Estratto della fonte
⟨

NULLUM CRIMEN SINE CAUSA

Il 14 settembre 1941 i Carabinieri di Corigliano Calabro vengono informati che in contrada Feliciosa il diciannovenne Angelo Sabino è stato trovato impiccato ad un albero e che il fratello, credendolo ancora vivo, ha tagliato la corda che lo teneva appeso, ma purtroppo non c’era più niente da fare. Arrivati sul posto, i militari constatano che il cadavere non presenta ferite sul corpo, né tracce di violenza sugli abiti. Senza dubbio si tratta di suicidio e il caso viene archiviato.

Esattamente un mese dopo, però, Francesco Sabino, il padre del povero Angelo, presenta un circostanziato esposto col quale accusa di omicidio il settantasettenne Serafino Cosenza ed i suoi figli Luigi, Leonardo e Alfonso, sostenendo che il movente sia riconducibile all’odio nutrito nei confronti del figlio, ritenuto dai Cosenza il responsabile del danneggiamento di alcune piantine, a cui seguì una denuncia contro i Cosenza quali autori di diversi furti ai danni di molteplici persone di Corigliano, cui era conseguita condanna a pena grave, denuncia che i Cosenza ritenevano fosse stata fatta da Angelo. Secondo la ricostruzione fatta nell’esposto, Angelo sarebbe stato prima ucciso e poi impiccato per simulare il suicidio.

La ricostruzione dei fatti viene ritenuta credibile e il Magistrato ordina la riesumazione del corpo per eseguire gli opportuni accertamenti; nel frattempo i Cosenza vengono arrestati e protestano energicamente la loro innocenza, sostenendo che essi avevano subito la processura per furto, cui era conseguita la condanna, ma che Angelo Sabino non li aveva denunziati.

– È vero che molti anni fa Angelo Sabino aveva prodotto un lieve danno ad alcune piantine di mia proprietà – dice il capofamiglia Serafino Cosenza – ed io me ne risentii, ma poi mi furono risarcite e ci pacificammo.

⟩

Dati forniti
⟨

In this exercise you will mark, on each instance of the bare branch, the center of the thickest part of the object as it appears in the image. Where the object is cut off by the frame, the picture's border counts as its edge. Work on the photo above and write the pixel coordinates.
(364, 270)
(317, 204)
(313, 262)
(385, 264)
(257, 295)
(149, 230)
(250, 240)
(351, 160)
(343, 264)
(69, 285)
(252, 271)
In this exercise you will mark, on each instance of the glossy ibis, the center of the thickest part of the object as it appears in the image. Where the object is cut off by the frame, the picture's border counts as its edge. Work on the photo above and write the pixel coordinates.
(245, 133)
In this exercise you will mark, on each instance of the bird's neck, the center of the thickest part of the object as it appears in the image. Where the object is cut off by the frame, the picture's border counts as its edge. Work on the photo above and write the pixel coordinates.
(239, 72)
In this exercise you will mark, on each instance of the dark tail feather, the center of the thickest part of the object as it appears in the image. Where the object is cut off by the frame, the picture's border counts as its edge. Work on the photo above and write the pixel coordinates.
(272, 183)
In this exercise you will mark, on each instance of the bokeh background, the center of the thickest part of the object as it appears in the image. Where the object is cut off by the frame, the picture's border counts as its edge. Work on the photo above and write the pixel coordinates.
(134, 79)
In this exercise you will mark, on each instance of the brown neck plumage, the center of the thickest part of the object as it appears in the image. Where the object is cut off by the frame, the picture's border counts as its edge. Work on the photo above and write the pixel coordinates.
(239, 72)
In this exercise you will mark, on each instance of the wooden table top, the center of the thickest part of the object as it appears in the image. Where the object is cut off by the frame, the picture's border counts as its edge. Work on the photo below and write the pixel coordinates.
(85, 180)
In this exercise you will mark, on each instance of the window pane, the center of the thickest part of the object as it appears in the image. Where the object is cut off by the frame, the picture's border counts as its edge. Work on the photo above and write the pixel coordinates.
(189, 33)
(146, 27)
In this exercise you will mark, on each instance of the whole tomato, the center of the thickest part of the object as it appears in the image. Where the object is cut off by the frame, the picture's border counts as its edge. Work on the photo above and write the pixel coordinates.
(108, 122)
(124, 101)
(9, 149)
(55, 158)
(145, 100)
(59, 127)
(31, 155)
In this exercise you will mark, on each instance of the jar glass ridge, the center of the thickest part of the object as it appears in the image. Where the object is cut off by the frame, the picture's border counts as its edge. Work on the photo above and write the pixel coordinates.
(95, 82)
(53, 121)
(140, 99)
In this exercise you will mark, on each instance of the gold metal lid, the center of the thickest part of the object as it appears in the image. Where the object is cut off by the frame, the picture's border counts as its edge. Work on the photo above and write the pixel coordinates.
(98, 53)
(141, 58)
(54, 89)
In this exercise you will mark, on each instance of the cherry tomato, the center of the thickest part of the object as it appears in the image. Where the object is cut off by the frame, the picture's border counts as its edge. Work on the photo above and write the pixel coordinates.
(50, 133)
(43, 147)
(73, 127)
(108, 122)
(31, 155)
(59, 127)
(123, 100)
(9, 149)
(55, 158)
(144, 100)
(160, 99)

⟩

Consegne
(1) Per favore, elenca tutte le persone che Francesco Sabino accusa di omicidio nell'esposto, secondo il brano sulla morte di Angelo Sabino.
(2) Rispondi brevemente a queste domande sul brano sulla morte di Angelo Sabino:
(a) In che data i Carabinieri di Corigliano Calabro vengono informati del ritrovamento?
(b) Quale provvedimento ordina il Magistrato dopo aver ritenuto credibile la ricostruzione?
(c) Secondo Serafino Cosenza, che cosa accadde dopo il danno alle sue piantine?
(3) Prosegui il brano sulla morte di Angelo Sabino a partire dal punto in cui termina.

Soluzioni dell'esercizio
(1)
- Serafino Cosenza
- Luigi Cosenza
- Leonardo Cosenza
- Alfonso Cosenza

(2)
(a) Il 14 settembre 1941.
(b) La riesumazione del corpo.
(c) Le piantine gli furono risarcite e si pacificarono.

(3)
I risultati dell’autopsia sembrano smentire le accuse contro i Cosenza perché i periti certificano che la morte è avvenuta per asfissia da impiccagione e che questa probabilmente era conseguita a proposito e manifestazione suicida, con la conseguenza che la Procura chiede il proscioglimento degli imputati per insufficienza di prove, ma il Giudice Istruttore presso il Tribunale di Rossano non è completamente d’accordo con la richiesta e decide di rinviare al giudizio della Corte d’Assise il solo Leonardo Cosenza per rispondere di omicidio premeditato, prosciogliendo il padre e gli altri due fratelli.

La causa si discute a Rossano il 14 luglio 1942 e Leonardo continua a proclamarsi innocente. Poi esce fuori dagli archivi la denuncia contro i Cosenza ed è il colpo di grazia alle accuse contro l’imputato perché dagli atti risulta che la denuncia, a suo tempo, fu fatta da due ragazzini, Eugenio Cozzolino e Francesco Paldino e non da Angelo Sabino. Chiamati a deporre, i due testimoni confermano ciò che c’è scritto nel verbale di denuncia:

Dopo aver rinvenuto la refurtiva, denunziammo i Cosenza.

– Quindi confermate che Angelo Sabino non firmò la denunzia?

Quando rinvenimmo la refurtiva e facemmo la denunzia Angelo non era con noi perché si trovava alla marina di Corigliano.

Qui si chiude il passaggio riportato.